Dame Judi Dench welcomes Bermondsey blue plaque for pioneering politician

Dame Judi Dench has welcomed a blue plaque hailing the accomplishments of pioneering politician Ada Salter.

The English Heritage plaque can be seen at 149 Lower Road in Rotherhithe where Salter lived in the 1890s.

She went on to transform the lives of thousands of local people by working among the poor of the deprived dockside district of Bermondsey.

Salter, who worked alongside her husband Dr Alfred Salter, supported striking women workers, became the first woman mayor of a London borough when she was elected Mayor of Bermondsey in 1922 and helped introduce a public health service in the area, cleared slums, built playgrounds and planted thousands of trees.

Dame Judi, a patron of the Salter Centenary which marked 100 years since Ada was made mayor, said: “As a champion of environmentalism and the welfare of others, Ada was a force to be reckoned with. We have so much to thank her for and so much that we can still learn from her. I’m delighted to help bring this heroic woman into the public eye.”

The plaque to Ada Salter (Christopher Ison)

Other female firsts celebrated in the Blue Plaques scheme include Elizabeth Garrett Anderson, the first woman to qualify as a doctor in Britain, Lilian Lyndsay, the first woman to qualify as a dentist in Britain, and Fanny Wilkinson, who was most probably Britain’s first professional landscape gardener and the designer of many London open spaces.

▸ Provided information

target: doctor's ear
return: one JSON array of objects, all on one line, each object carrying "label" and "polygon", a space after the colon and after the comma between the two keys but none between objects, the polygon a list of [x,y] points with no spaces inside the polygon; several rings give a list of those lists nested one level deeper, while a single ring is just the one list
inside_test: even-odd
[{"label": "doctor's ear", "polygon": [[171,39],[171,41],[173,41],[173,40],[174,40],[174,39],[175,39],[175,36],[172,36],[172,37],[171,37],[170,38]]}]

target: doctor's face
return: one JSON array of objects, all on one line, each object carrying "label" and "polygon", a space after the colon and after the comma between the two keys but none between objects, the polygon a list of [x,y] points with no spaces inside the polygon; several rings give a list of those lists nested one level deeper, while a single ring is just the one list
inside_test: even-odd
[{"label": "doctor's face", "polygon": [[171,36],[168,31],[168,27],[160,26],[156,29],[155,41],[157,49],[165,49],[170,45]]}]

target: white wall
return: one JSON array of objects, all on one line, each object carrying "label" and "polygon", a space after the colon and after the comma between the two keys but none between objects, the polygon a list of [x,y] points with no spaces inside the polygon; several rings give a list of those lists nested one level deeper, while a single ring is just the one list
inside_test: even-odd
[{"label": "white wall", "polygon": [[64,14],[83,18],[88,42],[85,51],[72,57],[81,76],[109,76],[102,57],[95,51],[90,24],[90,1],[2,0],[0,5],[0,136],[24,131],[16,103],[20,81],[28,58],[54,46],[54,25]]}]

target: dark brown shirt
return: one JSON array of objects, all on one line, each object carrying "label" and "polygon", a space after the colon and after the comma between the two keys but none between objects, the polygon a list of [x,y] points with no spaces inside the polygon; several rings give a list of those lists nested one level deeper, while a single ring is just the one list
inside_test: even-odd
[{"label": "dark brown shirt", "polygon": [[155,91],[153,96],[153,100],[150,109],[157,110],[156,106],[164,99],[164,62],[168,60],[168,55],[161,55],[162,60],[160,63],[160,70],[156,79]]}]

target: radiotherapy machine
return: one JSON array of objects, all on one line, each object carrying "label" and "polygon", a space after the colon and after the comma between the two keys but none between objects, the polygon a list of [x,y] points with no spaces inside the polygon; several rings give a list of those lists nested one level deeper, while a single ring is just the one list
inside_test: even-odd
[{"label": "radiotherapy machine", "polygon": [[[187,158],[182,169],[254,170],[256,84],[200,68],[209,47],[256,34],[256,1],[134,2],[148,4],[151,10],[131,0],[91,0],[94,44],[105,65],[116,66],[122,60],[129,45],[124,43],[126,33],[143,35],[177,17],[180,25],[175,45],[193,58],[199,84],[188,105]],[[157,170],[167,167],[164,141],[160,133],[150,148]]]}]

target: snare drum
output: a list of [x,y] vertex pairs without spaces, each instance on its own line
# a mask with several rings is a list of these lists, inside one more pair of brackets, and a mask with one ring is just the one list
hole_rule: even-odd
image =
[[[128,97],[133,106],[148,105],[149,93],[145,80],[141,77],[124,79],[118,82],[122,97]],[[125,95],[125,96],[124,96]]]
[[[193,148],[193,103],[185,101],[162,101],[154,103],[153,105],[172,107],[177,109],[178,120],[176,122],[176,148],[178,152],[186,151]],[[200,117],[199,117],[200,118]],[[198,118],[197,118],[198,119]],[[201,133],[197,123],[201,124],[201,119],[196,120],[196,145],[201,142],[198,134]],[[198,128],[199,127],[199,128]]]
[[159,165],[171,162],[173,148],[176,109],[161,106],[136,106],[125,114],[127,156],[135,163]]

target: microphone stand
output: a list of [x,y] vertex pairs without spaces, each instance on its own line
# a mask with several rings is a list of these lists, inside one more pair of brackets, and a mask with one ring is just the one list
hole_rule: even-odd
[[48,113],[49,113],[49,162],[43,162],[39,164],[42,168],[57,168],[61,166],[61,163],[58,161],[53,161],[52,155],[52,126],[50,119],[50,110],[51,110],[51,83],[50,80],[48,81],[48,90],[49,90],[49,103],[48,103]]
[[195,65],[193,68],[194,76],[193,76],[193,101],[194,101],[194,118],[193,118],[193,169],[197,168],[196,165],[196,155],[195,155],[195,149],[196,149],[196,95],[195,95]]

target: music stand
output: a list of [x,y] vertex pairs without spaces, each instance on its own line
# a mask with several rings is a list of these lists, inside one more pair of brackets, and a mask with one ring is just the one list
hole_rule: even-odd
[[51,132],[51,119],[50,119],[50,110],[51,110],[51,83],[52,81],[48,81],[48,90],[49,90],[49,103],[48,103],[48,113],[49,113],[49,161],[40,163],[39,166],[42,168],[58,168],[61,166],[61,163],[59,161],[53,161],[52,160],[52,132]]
--
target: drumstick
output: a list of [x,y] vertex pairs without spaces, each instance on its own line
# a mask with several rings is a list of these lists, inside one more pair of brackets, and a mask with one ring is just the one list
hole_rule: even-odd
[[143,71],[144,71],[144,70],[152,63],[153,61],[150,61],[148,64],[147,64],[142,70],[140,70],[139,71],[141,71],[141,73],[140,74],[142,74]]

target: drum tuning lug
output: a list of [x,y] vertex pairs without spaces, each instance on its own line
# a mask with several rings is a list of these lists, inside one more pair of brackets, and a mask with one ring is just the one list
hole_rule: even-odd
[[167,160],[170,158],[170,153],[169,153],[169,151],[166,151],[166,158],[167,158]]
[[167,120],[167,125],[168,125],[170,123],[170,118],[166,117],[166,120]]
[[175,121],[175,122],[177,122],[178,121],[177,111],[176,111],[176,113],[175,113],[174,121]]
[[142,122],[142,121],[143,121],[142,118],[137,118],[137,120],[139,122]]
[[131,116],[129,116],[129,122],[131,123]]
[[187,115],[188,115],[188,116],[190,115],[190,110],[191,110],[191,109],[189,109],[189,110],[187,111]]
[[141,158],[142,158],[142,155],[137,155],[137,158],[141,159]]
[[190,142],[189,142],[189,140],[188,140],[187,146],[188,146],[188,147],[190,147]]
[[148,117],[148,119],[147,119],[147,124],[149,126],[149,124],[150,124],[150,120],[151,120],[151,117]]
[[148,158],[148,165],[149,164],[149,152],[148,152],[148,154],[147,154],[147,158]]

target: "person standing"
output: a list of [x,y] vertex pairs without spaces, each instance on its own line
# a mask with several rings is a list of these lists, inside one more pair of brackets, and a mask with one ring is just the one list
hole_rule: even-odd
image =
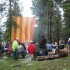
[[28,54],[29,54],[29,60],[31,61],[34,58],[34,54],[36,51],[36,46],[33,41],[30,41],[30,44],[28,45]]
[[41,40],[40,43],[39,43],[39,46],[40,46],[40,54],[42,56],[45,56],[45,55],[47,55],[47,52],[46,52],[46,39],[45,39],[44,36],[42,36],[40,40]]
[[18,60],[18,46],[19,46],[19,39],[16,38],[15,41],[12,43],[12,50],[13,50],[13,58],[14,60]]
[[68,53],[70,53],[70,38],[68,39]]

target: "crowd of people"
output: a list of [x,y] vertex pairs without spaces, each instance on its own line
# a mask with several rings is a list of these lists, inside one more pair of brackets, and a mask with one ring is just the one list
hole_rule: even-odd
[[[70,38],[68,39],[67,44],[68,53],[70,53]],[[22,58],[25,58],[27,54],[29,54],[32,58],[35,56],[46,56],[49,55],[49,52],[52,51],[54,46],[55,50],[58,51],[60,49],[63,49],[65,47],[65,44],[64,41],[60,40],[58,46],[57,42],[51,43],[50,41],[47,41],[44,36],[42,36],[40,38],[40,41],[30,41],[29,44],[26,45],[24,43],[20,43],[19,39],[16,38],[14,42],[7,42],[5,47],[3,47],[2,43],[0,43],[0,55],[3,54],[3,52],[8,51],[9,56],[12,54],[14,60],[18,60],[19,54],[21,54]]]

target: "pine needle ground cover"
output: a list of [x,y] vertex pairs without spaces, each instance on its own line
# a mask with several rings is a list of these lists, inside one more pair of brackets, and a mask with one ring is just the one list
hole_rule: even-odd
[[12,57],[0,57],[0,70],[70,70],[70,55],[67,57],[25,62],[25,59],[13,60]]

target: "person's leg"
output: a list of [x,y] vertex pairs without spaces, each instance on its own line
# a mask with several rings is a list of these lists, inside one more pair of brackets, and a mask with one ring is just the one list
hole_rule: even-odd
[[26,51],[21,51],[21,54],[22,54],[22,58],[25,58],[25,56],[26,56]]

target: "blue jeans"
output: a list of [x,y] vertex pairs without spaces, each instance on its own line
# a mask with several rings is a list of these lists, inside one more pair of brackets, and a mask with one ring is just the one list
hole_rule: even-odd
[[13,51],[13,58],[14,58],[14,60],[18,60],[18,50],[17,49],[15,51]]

▸ Goal
Copy out the Ada Salter blue plaque article above word for word, from its headline to its final sentence.

▸ Completed exercise
Dame Judi Dench welcomes Bermondsey blue plaque for pioneering politician

Dame Judi Dench has welcomed a blue plaque hailing the accomplishments of pioneering politician Ada Salter.

The English Heritage plaque can be seen at 149 Lower Road in Rotherhithe where Salter lived in the 1890s.

She went on to transform the lives of thousands of local people by working among the poor of the deprived dockside district of Bermondsey.

Salter, who worked alongside her husband Dr Alfred Salter, supported striking women workers, became the first woman mayor of a London borough when she was elected Mayor of Bermondsey in 1922 and helped introduce a public health service in the area, cleared slums, built playgrounds and planted thousands of trees.

Dame Judi, a patron of the Salter Centenary which marked 100 years since Ada was made mayor, said: “As a champion of environmentalism and the welfare of others, Ada was a force to be reckoned with. We have so much to thank her for and so much that we can still learn from her. I’m delighted to help bring this heroic woman into the public eye.”

The plaque to Ada Salter (Christopher Ison)

Other female firsts celebrated in the Blue Plaques scheme include Elizabeth Garrett Anderson, the first woman to qualify as a doctor in Britain, Lilian Lyndsay, the first woman to qualify as a dentist in Britain, and Fanny Wilkinson, who was most probably Britain’s first professional landscape gardener and the designer of many London open spaces.